§ **TASK REQUIREMENTS**
Report each line in the records below that contains the string "positive".

━━ RECORDS SHOWN ━━

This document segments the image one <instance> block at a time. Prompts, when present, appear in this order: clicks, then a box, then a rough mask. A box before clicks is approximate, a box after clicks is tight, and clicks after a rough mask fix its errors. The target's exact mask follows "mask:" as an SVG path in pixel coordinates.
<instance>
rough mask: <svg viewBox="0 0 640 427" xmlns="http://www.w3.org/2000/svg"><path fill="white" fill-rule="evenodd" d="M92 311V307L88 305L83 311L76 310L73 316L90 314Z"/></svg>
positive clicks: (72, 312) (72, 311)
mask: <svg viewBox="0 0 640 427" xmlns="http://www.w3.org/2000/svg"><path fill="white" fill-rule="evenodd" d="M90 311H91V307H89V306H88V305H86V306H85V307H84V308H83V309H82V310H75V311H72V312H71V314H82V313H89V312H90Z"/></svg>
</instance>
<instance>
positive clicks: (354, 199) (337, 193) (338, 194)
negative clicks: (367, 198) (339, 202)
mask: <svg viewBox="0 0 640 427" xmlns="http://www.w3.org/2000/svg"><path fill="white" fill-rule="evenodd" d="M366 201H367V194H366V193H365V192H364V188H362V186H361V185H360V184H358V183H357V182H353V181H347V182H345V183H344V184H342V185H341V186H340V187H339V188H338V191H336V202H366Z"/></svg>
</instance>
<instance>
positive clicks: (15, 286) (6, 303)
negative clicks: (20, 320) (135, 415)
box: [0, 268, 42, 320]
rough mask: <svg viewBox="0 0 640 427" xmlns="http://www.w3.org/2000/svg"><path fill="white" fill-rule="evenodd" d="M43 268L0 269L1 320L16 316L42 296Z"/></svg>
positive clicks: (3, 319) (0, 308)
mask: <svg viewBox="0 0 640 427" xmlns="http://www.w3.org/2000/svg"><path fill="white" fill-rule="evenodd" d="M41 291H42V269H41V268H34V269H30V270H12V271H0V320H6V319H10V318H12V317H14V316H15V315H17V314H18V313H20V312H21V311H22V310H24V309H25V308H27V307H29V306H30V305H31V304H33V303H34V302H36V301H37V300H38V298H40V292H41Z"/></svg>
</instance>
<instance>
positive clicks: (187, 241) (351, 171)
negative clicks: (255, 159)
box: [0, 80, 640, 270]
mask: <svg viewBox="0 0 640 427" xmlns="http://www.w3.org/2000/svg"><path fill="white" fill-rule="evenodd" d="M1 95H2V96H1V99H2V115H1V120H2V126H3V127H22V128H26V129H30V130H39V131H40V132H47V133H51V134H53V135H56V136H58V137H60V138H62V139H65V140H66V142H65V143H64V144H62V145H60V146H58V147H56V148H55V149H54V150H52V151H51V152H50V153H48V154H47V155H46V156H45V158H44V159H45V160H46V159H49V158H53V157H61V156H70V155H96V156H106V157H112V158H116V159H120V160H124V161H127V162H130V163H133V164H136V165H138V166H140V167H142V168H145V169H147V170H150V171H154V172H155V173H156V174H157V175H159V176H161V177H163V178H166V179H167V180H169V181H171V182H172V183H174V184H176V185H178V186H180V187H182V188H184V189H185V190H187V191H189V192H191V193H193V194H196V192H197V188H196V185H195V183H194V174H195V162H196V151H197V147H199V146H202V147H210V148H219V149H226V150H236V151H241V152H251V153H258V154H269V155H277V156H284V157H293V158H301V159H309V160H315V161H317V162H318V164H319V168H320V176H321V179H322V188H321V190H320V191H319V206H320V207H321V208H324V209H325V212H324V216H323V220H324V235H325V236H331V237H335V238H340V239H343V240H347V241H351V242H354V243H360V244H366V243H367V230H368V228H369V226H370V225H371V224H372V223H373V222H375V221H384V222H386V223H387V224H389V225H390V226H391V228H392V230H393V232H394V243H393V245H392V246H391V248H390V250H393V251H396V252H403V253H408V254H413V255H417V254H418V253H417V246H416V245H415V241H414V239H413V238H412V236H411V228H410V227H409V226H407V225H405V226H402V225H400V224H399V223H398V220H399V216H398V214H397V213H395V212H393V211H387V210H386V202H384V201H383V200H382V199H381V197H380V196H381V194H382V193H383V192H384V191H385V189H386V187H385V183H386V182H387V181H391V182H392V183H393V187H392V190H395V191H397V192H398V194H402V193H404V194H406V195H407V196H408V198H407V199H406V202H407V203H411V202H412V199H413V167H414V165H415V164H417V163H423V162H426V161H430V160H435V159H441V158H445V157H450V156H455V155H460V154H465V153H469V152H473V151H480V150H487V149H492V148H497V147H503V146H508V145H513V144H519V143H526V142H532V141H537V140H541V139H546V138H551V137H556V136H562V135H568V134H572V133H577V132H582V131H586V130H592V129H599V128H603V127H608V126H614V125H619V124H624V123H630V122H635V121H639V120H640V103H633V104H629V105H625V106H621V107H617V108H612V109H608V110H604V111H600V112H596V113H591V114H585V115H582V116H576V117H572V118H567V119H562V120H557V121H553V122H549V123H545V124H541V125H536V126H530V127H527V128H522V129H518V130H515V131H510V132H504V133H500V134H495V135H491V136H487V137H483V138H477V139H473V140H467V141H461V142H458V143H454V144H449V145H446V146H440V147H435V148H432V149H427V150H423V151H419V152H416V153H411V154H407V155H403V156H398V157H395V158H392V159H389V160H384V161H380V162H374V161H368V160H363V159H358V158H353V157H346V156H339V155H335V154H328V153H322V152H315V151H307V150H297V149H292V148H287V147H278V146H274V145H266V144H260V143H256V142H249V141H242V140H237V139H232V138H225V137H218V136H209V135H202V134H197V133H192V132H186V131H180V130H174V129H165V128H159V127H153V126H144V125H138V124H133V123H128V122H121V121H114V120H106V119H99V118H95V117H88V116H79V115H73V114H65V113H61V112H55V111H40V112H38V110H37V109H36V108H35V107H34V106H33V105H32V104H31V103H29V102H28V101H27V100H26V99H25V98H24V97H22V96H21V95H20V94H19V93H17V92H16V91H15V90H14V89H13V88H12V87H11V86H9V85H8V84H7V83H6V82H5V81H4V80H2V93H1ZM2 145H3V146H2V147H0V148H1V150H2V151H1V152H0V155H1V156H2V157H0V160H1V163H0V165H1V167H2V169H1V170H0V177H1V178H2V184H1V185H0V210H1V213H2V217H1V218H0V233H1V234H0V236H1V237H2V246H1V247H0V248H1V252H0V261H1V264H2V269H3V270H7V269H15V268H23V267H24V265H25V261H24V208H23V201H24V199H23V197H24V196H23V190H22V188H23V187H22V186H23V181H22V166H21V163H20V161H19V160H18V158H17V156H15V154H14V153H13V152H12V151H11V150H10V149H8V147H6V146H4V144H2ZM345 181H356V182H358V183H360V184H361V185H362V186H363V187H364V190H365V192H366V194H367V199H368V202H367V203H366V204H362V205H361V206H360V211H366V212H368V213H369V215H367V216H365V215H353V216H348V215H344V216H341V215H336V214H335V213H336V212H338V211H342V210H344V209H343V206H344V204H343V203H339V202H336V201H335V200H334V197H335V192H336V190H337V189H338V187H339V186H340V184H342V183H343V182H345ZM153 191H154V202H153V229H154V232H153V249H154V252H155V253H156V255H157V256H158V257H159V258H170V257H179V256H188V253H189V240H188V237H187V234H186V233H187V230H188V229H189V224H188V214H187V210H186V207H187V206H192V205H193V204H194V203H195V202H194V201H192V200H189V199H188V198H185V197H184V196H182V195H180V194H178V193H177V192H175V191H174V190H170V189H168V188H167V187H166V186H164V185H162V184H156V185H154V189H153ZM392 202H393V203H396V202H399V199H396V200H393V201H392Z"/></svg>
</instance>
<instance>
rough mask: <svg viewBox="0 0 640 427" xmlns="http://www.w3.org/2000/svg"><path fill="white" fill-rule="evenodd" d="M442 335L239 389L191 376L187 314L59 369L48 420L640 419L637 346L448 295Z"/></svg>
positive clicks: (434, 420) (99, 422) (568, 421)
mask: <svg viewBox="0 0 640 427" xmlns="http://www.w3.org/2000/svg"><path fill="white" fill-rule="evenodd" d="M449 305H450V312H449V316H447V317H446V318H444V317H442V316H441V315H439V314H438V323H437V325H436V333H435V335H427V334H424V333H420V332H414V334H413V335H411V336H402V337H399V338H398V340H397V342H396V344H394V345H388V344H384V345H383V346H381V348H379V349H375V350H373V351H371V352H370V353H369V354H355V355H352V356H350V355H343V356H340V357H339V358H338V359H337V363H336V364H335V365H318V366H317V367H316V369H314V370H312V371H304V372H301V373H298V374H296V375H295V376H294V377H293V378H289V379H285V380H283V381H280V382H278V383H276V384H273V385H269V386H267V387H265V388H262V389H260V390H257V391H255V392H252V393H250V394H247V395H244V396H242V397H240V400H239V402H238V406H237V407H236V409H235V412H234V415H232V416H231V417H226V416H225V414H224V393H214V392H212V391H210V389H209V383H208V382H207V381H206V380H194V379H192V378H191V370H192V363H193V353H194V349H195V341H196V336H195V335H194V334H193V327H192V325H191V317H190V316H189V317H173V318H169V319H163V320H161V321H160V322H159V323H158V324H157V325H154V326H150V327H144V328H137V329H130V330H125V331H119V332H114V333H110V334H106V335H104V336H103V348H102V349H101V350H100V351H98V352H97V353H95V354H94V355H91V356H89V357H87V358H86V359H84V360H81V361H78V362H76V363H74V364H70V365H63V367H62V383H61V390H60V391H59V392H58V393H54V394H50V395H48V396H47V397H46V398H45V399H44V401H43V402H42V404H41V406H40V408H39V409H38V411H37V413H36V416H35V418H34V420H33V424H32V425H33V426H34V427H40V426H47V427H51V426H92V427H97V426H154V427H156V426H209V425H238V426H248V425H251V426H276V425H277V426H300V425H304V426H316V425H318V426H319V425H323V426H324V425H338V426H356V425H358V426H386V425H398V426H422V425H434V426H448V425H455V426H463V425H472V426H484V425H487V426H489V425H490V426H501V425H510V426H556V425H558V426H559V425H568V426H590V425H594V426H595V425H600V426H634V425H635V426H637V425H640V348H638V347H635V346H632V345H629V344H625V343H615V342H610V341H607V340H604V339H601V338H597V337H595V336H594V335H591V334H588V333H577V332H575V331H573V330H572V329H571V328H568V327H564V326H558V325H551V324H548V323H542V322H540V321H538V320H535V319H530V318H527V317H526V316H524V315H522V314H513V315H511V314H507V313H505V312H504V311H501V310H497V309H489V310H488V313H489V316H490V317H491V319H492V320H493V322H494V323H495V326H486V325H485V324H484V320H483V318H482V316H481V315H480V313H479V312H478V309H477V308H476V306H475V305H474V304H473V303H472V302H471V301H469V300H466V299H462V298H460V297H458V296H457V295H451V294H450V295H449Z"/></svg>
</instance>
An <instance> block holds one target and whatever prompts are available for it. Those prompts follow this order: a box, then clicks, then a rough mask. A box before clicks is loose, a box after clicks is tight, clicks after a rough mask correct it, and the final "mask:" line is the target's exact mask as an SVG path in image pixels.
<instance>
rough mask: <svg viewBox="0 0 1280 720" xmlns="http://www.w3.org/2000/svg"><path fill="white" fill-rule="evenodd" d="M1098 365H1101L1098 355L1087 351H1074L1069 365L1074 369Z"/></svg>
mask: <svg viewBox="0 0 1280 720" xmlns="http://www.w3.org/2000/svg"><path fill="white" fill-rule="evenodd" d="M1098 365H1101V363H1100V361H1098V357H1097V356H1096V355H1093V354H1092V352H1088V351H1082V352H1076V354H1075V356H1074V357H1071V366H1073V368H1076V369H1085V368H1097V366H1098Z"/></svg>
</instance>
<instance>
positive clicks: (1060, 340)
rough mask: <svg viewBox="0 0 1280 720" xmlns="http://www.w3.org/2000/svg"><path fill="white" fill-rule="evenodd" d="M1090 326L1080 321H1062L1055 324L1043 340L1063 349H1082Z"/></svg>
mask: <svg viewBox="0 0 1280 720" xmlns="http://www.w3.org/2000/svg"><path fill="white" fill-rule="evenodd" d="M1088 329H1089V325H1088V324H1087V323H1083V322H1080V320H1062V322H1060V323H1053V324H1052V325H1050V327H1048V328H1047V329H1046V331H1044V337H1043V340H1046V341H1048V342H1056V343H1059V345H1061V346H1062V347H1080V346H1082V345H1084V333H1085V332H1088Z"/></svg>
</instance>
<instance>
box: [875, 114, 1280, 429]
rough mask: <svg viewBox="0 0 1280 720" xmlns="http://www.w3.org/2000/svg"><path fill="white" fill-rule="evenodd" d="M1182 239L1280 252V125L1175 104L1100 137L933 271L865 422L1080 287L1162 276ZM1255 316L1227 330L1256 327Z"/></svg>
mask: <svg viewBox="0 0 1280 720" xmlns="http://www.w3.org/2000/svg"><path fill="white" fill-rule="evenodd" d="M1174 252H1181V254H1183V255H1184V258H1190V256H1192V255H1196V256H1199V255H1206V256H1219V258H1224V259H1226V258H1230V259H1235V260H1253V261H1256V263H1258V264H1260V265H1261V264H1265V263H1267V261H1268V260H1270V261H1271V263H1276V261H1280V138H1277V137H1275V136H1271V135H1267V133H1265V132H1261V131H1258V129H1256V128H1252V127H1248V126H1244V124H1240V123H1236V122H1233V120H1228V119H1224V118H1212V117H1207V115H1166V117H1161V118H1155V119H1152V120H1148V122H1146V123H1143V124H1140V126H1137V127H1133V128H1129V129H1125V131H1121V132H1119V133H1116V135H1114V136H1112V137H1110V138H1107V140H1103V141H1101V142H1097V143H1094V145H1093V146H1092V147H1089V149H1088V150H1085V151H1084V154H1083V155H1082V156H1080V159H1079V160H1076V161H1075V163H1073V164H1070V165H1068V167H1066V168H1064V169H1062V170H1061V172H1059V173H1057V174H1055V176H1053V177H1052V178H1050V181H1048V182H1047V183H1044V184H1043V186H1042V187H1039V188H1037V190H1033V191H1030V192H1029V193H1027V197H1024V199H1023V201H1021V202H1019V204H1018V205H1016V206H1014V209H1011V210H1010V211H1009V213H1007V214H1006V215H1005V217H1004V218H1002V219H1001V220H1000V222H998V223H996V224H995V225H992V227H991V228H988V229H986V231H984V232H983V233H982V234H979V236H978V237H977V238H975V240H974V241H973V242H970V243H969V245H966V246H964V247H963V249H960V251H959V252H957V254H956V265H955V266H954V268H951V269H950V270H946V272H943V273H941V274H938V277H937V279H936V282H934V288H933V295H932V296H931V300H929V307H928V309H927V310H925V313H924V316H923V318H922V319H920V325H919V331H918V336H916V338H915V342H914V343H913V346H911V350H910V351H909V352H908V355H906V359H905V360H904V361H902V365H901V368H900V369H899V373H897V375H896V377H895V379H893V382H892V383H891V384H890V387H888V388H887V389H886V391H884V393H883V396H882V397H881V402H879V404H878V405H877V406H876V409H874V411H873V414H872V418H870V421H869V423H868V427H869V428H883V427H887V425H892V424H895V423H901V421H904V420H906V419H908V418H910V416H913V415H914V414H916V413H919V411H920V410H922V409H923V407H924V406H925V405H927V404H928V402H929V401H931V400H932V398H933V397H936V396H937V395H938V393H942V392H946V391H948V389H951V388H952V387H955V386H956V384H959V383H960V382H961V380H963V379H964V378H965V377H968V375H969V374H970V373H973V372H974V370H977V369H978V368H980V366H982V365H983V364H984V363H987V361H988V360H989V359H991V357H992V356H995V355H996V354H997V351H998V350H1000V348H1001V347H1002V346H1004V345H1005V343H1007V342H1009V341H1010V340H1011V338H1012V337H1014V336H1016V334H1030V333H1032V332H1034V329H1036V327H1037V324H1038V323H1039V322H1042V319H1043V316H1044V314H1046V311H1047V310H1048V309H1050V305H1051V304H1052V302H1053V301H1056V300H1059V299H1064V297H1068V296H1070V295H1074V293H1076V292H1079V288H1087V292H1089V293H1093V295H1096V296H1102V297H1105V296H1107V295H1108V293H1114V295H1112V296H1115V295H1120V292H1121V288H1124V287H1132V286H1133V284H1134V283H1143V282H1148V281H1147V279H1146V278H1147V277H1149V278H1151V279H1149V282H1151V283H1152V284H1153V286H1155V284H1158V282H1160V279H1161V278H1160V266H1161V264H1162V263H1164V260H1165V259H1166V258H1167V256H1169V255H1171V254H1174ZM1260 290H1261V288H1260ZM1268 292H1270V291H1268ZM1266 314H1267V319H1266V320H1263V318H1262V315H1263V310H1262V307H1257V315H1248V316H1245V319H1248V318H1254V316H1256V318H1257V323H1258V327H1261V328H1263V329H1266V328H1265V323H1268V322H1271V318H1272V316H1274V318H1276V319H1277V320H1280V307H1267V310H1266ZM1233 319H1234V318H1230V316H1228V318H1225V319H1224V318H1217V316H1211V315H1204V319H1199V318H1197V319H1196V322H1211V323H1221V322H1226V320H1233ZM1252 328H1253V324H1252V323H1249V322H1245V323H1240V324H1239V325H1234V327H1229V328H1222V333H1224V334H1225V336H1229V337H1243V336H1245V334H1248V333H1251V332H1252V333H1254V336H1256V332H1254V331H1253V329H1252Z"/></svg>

━━━

§ **SOLUTION TO THE EXERCISE**
positive clicks: (72, 312) (72, 311)
positive clicks: (354, 199) (337, 193) (338, 194)
positive clicks: (15, 286) (6, 303)
positive clicks: (3, 319) (0, 308)
positive clicks: (187, 241) (351, 171)
positive clicks: (434, 420) (99, 422) (568, 421)
positive clicks: (1060, 340)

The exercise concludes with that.